For about 15 years, I was a Detroit Lions season’s ticket holder. About five years ago, I entered counseling for my addiction and I’m happy to report I haven’t bought a ticket in at least three years, though I remain a fan. It’s a malady I trust Toronto Maple Leafs fans can understand.
 
At least I was there for all of the Barry Sanders years, I tell people. In fact, apart from the perpetual heartache of the hapless Lions themselves — who, believe it or not, were actually a semi-regular playoff team in those days — the experience was a wonderful one. There’s nothing quite like seeing an NFL game in person.
 
Harness racing — and most businesses, really — can learn a lot from the NFL.
 
The other day, while brainstorming with colleagues about how to grow our game, I remembered how the Pontiac Silverdome was once filled with banners announcing this section or that section of seats was reserved for special guests — kids, mostly — of one Lions player or another. Safety Bennie Blades had “Bennie’s Bunch”, for example, which brought a busload of underprivileged kids to every home game.
 
The point wasn’t to grow the game, really. It’s not like the NFL has a popularity problem. It was simply giving back to the community at large.
 
With relatively minimal effort and expense, harness racing could follow that example and not just give back, but also slowly, steadily, grow the game and build a future fan base.
 
One of harness racing’s biggest problems — and it’s a doozy — is the fact the vast majority of the population does not know the sport exists.
 
That problem escalates by the day as our free time shrinks and our entertainment options grow. Many of us were first exposed to the track when our fathers or grandfathers took us. But what about the next generation of kids whose fathers and grandfathers don’t know what harness racing is and where to find it?
 
Here’s my idea: Take five of the most affable, kid-friendly drivers at Mohawk and let them pick a handful of local clubs or groups they want to support — Boys and Girls Club, 4-H, Boy Scouts, Girl Scouts, for example. Every two weeks, each driver would play host to 10 kids from one of the clubs and one parent or guardian each. To follow the Bennie’s Bunch theme, think: Zeron’s Zone or Mac’s Pack or Jamieson’s Jungle.
 
The Woodbine Entertainment Group could buy or rent a small school bus, pick the group up and take them to Mohawk where a WEG staffer would be in charge of looking after the group. At the track, the group would meet the driver, have a simple, kid-friendly dinner with him where the kids could ask questions, go with him on a tour of the paddock and the drivers’ room and join the driver in the winner’s circle for every race he wins. Give every child a small winner’s circle photo, an autographed picture of the driver and a t-shirt with the driver’s name and colours and send them home happy.
 
I realize I’m spending other people’s money here, but in the big picture, I see it as an important investment in the future, so stick with me. The cost would be for the bus, the staffer’s time, the meal, t-shirt and photos. It’s not a big-ticket expense, but perhaps it could be shared with other industry groups, if need be.
 
If five drivers play host to 20 people once every two weeks, that’s deeply exposing 200 new people to harness racing every month — 2,400 every year. That’s not an insignificant number that would swell to 10,000 in just over four years if the track and drivers commit to the program and stick with it.

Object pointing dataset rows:
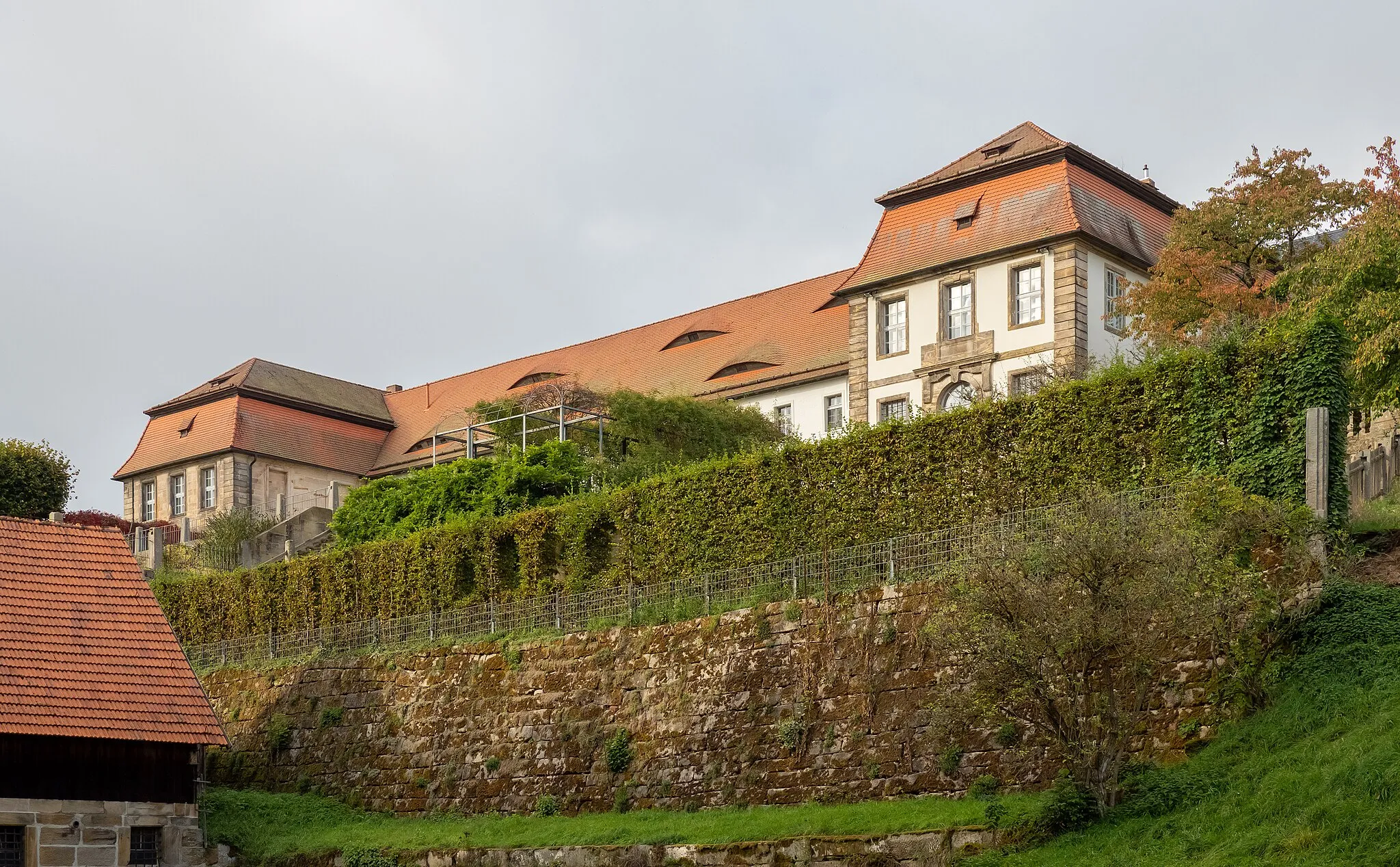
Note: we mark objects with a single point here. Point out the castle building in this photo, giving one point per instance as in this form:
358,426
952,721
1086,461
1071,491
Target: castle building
987,276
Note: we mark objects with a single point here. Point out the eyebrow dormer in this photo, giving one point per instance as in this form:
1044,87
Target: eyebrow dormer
742,367
535,379
693,336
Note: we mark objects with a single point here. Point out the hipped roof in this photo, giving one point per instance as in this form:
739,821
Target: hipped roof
84,648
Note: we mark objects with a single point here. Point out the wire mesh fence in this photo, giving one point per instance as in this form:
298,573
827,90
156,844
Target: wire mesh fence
811,574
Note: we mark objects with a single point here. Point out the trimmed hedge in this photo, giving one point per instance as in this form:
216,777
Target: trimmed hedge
1237,411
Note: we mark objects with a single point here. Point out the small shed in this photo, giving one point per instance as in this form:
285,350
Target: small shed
103,721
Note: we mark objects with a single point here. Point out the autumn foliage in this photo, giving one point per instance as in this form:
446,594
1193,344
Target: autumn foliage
1222,255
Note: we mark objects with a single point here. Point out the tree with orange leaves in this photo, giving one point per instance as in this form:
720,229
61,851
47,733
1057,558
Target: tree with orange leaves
1221,255
1358,282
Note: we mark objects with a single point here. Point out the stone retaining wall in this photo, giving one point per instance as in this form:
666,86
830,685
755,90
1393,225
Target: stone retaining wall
926,849
777,705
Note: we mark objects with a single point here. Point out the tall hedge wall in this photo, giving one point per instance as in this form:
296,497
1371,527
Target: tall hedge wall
1237,410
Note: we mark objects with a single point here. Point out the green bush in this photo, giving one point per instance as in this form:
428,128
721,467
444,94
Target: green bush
619,751
1237,411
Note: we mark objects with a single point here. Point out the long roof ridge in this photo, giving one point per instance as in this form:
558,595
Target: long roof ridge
618,334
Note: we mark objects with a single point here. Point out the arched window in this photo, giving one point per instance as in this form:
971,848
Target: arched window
742,367
690,336
958,395
535,379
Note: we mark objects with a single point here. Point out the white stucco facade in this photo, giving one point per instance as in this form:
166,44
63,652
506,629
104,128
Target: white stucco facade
808,402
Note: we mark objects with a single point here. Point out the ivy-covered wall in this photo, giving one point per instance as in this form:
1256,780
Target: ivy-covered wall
1237,410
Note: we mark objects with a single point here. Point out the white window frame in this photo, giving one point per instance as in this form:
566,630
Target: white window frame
208,488
956,320
177,495
893,325
1028,307
783,418
837,405
887,408
1114,319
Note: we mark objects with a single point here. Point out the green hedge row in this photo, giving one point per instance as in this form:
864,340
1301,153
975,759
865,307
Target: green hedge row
1237,410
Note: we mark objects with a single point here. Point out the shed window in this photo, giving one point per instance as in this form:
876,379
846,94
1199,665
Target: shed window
535,379
12,845
146,845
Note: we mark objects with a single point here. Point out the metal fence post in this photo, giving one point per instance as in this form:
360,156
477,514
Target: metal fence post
1317,449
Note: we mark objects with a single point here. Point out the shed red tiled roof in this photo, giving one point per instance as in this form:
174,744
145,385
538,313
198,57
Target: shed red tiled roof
1014,211
84,648
241,423
785,327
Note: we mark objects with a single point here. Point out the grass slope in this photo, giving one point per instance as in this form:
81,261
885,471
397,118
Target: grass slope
267,825
1315,779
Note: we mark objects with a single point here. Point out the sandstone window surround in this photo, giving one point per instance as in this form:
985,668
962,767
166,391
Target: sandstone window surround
835,414
1027,296
956,302
893,408
208,488
893,327
956,397
1115,286
177,494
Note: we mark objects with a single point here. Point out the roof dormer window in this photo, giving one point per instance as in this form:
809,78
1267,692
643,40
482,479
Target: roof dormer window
535,379
965,213
692,336
742,367
996,150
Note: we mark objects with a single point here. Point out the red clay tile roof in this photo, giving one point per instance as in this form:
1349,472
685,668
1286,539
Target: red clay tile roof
1015,211
784,327
84,649
241,423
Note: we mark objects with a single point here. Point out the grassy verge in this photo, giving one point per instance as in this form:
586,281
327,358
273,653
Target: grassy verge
267,825
1315,779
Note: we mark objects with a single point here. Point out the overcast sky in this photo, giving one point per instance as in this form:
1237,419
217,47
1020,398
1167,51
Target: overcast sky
398,192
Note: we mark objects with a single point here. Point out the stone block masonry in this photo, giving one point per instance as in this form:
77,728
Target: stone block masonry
776,705
98,833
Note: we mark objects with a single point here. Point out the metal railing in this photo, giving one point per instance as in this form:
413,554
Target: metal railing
818,573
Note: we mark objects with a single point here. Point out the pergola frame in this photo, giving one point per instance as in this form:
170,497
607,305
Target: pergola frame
559,418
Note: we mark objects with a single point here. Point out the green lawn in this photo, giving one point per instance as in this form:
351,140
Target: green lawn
1315,779
264,824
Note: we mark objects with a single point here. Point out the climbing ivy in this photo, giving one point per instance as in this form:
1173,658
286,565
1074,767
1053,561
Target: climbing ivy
1235,410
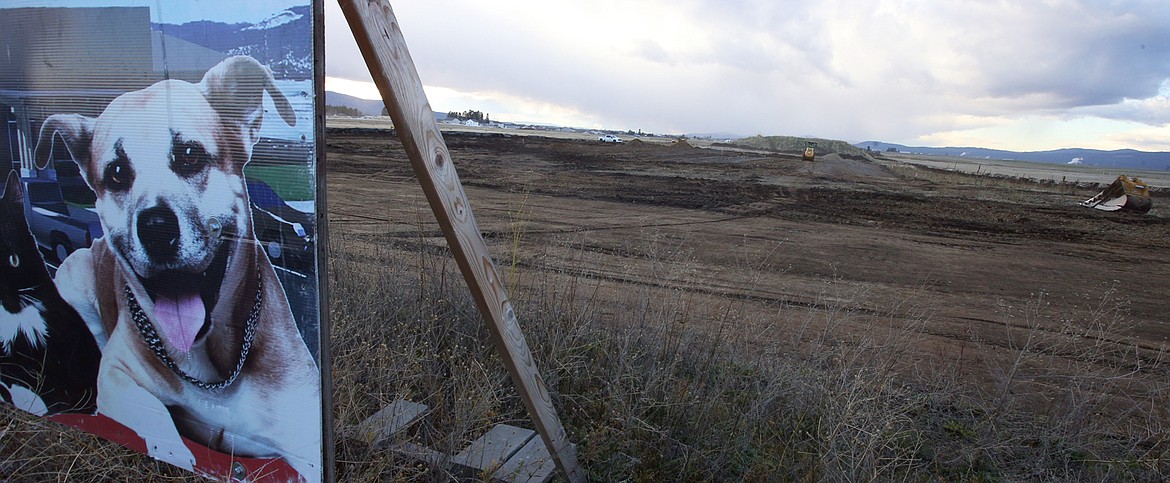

# [Exercise aim]
Copy the harness racing passage word for word, from "I realize I’m" to "stick with it.", inclusive.

# [The answer]
I realize I’m spending other people’s money here, but in the big picture, I see it as an important investment in the future, so stick with me. The cost would be for the bus, the staffer’s time, the meal, t-shirt and photos. It’s not a big-ticket expense, but perhaps it could be shared with other industry groups, if need be.
 
If five drivers play host to 20 people once every two weeks, that’s deeply exposing 200 new people to harness racing every month — 2,400 every year. That’s not an insignificant number that would swell to 10,000 in just over four years if the track and drivers commit to the program and stick with it.